■ **Page extract**

= = = =

Having experiences gives us personalities, and interesting appearances. Like trees, the ‘perfect’ human form would likely seem bland and without character.

My perfect tree

My perfect tree

Part of living is accepting that we do not remain in that mythical state of ‘perfection’, even if we are born with no obvious errors; which in itself is not something we ought to expect. Having the ability to see what we do have, in the face of adversity, to count our blessings, gives us a different take on who we are.

In a world influenced by the futile quest for a standardised perfected body image, the scars and marks of survival can loom large. For me a big step in defining myself came when I was asked by my friend (a psychologist with many years experience of counselling those with chronic conditions) what percentage of me was ‘ill’, and what ‘healthy’. I realised that whilst my internal sense of (literal) balance was flawed, it made up only about 3% (subjectively) of Me. The other 97% was in fact in pretty good shape. Suddenly instead of feeling broken, beyond repair, I felt that I had worked well at keeping what I could functional; my senses were fine, I had limbs that did what they should, I had reasonable fitness. I could do more things to make that ok part of me better, or perhaps Good; even if I couldn’t change the damaged inner ear.

= = = =

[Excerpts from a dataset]
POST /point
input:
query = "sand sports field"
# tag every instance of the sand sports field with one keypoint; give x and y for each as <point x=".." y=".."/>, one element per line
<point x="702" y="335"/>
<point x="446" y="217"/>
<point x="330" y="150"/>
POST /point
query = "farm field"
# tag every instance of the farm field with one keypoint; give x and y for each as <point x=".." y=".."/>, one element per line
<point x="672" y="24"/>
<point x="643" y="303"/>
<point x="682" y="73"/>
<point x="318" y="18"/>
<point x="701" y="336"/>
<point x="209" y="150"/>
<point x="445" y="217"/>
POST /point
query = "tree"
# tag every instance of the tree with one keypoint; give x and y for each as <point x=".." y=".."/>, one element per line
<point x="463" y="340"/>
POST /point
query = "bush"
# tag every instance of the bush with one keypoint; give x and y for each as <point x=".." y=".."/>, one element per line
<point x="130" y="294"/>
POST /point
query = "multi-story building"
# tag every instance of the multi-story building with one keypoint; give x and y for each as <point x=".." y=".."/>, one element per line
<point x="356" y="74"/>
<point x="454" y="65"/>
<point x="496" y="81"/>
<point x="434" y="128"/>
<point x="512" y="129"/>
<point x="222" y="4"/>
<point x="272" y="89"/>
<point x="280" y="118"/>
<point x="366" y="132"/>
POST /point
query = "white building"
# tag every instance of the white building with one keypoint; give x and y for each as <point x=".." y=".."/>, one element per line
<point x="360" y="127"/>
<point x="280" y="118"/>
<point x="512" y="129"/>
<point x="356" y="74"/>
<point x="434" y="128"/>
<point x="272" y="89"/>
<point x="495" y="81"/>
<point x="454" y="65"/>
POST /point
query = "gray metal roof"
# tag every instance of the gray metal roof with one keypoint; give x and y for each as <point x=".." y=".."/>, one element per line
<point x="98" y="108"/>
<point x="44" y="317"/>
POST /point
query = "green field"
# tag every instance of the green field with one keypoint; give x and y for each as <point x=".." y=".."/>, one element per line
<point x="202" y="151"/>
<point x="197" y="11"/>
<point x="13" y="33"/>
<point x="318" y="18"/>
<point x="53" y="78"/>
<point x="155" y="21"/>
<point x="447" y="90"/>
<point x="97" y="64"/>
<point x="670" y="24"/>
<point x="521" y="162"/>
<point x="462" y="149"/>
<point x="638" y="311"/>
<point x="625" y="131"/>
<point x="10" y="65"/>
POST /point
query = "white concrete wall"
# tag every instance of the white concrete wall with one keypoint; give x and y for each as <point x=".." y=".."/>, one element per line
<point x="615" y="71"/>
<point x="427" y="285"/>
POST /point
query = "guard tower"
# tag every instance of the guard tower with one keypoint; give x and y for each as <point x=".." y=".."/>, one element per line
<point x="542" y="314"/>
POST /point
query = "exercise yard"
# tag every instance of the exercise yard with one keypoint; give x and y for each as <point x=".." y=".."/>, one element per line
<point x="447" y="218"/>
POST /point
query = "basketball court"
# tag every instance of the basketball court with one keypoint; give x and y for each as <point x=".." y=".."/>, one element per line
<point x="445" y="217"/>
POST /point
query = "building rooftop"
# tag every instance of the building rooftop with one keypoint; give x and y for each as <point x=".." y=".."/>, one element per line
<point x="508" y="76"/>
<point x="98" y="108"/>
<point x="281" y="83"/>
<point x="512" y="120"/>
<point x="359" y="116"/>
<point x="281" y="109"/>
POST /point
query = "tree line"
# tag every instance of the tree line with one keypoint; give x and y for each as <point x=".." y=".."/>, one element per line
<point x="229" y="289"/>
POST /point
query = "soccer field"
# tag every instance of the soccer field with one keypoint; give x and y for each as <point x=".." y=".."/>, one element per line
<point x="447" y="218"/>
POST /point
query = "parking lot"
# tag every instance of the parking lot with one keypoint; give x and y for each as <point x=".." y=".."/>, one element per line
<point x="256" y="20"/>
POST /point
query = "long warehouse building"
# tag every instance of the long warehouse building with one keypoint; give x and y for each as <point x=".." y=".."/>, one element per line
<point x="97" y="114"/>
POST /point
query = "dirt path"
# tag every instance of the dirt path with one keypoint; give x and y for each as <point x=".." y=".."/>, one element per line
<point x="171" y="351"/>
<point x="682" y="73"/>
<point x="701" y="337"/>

= = = =

■ **Required work**
a) Reproduce the essay on imperfection word for word, starting with "Having experiences gives" and going on through "and without character.".
b) Pick up the essay on imperfection and carry it forward from its final sentence.

■ **Activity answers**
a)
Having experiences gives us personalities, and interesting appearances. Like trees, the ‘perfect’ human form would likely seem bland and without character.

b)
And so I did. I’ve spent the last few years practising yoga, eating well, ensuring I sleep properly, and enjoying the things I can do, pushing aside the terror of inadequacy by building the abilities I have; so that when I get dizzy or have issues then the weller bits of me can compensate. This is not a perfect solution, but, as well as the health benefits, this strategy has made me feel I have influence over myself, my behaviours. A feeling not to be underestimated in its power.

On a magickal level the approach has changed my attention, which for me right now seems to be one of the defining skills of a magician; to direct attention as necessary for optimal results. And as I switched to this different perspective, I began to discover (by myself, and via information shared by others with me), possible remedies for the problem, as its import shifted to non-critical. Perhaps, by allowing the damage to be there, whilst seeing the strengths I had, this made space for the previously non-existent (in my world) herb-lore to appear?

However, I write this suggestion very cautiously. It is easy to say, ‘think positively! and all your ills will vanish!’ That is not my intention here. Our aim ought to be to acknowledge our imperfections, our normal state which means we cannot, then look for and focus on the normal we have which means we can.

My inner ear is not mendable. The surrounding biological systems and my way of life however can adapt, so nowadays when I lose balance I barely notice that my body catches me before I stagger and fall. The fatigue can be held at bay (mostly…) by factoring in rest periods throughout every day. Feeding the health, giving attention to wellness, pushing aside the trauma of not-perfect.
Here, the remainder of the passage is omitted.